* 原文:
= = =

深刻な温室効果ガスである「牛のゲップ」が、海藻サプリメントで減らせる!? (2/2ページ)

FUTURUS

牛のゲップはエネルギーの浪費

このAsparagopsisという海藻は、ブロモフォルム(CHBr₃)と呼ばれる化合物を生み出す。その化合物は、ビタミンB12と一緒に反応することで、メタンの発生を抑える働きをする。内臓の中の細菌が消化をしてメタンガスを出す際に利用する酵素を破壊してしまうのだ。

家畜が出すメタンガスは、単なる環境問題ではない。家畜のゲップは、本来動物が生育に使うはずのエネルギーの浪費でもあるのだ。じつは飼料代の約15%は、メタンガスとなって排出されてしまっているという。畜産家にとって、これは小さな問題ではない。

= = =

* 課題 A: 下の行のうち、文字列「skirt」を含む行をすべて列挙してください。
上の原文と下の行は、互いに無関係の別々の資料である。

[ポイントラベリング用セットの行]
= = =

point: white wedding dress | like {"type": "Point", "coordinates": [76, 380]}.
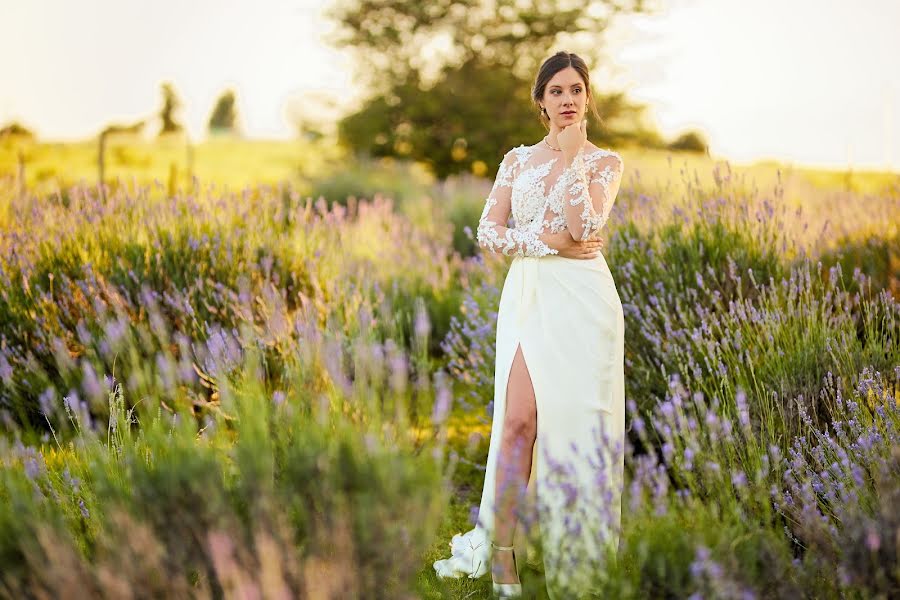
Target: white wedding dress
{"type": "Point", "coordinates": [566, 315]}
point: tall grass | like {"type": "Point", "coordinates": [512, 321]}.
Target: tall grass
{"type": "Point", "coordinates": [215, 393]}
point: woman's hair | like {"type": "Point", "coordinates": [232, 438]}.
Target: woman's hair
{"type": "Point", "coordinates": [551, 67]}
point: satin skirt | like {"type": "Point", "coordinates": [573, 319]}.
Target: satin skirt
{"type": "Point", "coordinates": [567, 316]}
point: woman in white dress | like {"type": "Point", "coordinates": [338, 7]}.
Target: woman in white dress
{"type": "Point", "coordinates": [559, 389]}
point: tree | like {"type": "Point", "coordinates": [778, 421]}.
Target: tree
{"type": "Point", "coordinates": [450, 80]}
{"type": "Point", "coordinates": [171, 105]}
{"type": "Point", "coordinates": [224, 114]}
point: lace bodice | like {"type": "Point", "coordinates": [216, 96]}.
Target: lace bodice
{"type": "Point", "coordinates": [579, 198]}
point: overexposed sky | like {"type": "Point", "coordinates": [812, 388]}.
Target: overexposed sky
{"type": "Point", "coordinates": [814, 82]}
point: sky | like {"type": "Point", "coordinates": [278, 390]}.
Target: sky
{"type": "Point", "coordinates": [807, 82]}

= = =

* 課題 B: 原文にある「家畜が出すメタンガスは、単なる環境問題ではない。」という一文を英語に訳せ。

* 解答 A:
point: satin skirt | like {"type": "Point", "coordinates": [573, 319]}.
Target: satin skirt

* 解答 B: The methane gas emitted by livestock is not merely an environmental problem.